Your assignment: Write the next part of the article on using analogies to explain technical topics, starting right after its last line, "3. Turn Google into a thesaurus."

Study text:
::::

Go beyond the interview
My writing team had one of those tough assignments recently that only a geek like me can fully appreciate.
Our job: to transform technical medical text into a fascinating research report that patients, donors and neurointerventionalists alike can understand and enjoy. In some sections, superstar writer Dawn Grubb literally had to look up and define a term in every sentence.
But definitions and descriptions take you only so far. Sometimes it takes an analogy to fully explain technical topics to readers. So I was delighted to read this passage by Dawn:
Google Earth allows users to zoom in on its satellite images to see the smallest detail — from continent, to country, to state, to city, to street, to building. With functional mapping, our doctors can view the whole brain’s structure and activity the same way — down to its regions, functional lobes, neuron bundles, individual neurons, and neuron particles.
Writing complex copy? Add an analogy.
Here’s how:
1. Ask your subject-mattter expert.
Sometimes, all you need to do to get a comparison is to ask. The question to ask to get a metaphor is “What’s it like?”
That’s the approach Roger von Oech, author of A Whack on the Side of the Head, recommends. His workshop participants ask:
“What’s it like?” to create metaphors for the meaning of life. Two of my favorites:
Life is like an unassembled abacus. It’s what you make of it that counts.
Life is like a maze in which you try to avoid the exit.
To help your subject-matter expert provide an analogy that anyone can understand, ask the question:
If you were explaining this concept to a class of third graders, what would you say it was like?
2. Ask Google a question.
But what do you do when it’s just you and a ream of technical documents with no human expert in sight? That’s when Dawn and I turn to our best friend and research assistant, Google, for help.
Dawn started her search on neurointerventionalists by typing “What is brain mapping?” into the Google search box. The results took her to an almost poetic answer at How Stuff Works, one of my favorite Websites for defining, describing and comparing technical terms.
At How Stuff Works, you can learn enough about complicated processes and procedures — from LASIK surgery to liposuction, from cloning to currency — to be able to describe them in conversational terms. And, if you’re as lucky as Dawn was, you might find a good analogy there, as well.
3. Turn Google into a thesaurus.

::::

Data excerpts:

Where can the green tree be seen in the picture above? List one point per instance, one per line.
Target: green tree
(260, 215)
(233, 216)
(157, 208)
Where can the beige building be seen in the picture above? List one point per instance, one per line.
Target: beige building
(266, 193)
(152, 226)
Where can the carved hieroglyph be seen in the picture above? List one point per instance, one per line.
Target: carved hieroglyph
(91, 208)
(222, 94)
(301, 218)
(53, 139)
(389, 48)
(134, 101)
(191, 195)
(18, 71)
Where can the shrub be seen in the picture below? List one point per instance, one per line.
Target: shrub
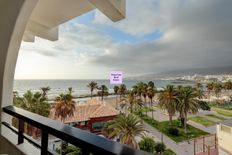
(147, 144)
(168, 152)
(160, 147)
(173, 131)
(204, 105)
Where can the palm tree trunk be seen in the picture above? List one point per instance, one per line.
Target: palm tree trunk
(170, 119)
(152, 110)
(116, 101)
(185, 123)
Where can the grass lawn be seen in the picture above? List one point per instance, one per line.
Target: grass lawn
(215, 116)
(223, 112)
(201, 120)
(164, 126)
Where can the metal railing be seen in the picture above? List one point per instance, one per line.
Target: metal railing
(88, 142)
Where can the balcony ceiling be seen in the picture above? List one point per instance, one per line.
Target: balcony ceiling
(49, 14)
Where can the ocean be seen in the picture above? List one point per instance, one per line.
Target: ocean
(79, 86)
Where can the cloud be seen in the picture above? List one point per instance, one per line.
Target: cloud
(195, 34)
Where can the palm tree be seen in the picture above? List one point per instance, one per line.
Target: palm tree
(168, 100)
(131, 99)
(116, 89)
(151, 94)
(210, 87)
(199, 86)
(151, 84)
(217, 88)
(144, 92)
(103, 91)
(228, 86)
(45, 91)
(140, 89)
(187, 103)
(122, 91)
(70, 90)
(126, 127)
(92, 86)
(64, 108)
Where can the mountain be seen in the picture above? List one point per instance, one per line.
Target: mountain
(192, 71)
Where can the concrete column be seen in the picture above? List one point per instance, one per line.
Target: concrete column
(14, 15)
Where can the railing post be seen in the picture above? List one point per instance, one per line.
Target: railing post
(85, 152)
(44, 142)
(21, 131)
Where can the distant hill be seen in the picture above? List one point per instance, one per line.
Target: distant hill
(193, 71)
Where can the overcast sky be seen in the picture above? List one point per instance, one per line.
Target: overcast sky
(156, 36)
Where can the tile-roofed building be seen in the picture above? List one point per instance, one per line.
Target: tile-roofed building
(90, 115)
(224, 136)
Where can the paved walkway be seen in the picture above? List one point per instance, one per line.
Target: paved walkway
(209, 129)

::::

Response to this task:
Just type “define: term” into Google’s search box. You’ll get all the definitions of your terms that appear on the Web — and you just might get a free, bonus analogy.
For a blog post, I recently Googled “define: cochlear implant.” One result included this analogy:
The cochlear implant is often referred to as a bionic ear.
My lead for the blog post:
Think of a cochlear implant as a bionic ear.
4. Get a quick education online.
Once you’ve chosen your analogy, you need to develop it.
When I was developing a horse-racing analogy for a behavioral finance article in a mutual fund company’s marketing magazine, I needed a lot of help.
I turned to OneLook Reverse Dictionary and looked up horse-racing to brush up on the vocabulary. This tool lets you describe a concept to get a list of words and phrases related to that concept.
Then I looked at Wikipedia’s horse-racing page for a fast education on the topic.
Between these two resources, I found enough anecdotes and analogies, facts and phrases and images and ideas to develop extended analogies for several articles. Here’s one section of the final piece:
Don’t lose by a head.
In the 1957 Kentucky Derby, jockey Bill Shoemaker misjudged the finish line and stopped riding Gallant Man for just a moment. That move gave Iron Liege and Bill Bartack the victory.
There are a lot of inches in a 1 3/16-mile race, and Gallant Man lost by just a few of them.
There are a lot of decisions in a lifetime of investing, and your portfolio can get beaten by a few bad ones. Here are four common emotional investing missteps to avoid …
Find and develop your analogy.
Don’t have access to a subject-matter expert? That’s no reason not to add an analogy to make your technical topic easier to understand. Instead, use Google and other online tools to identify and develop analogies for your complex concept.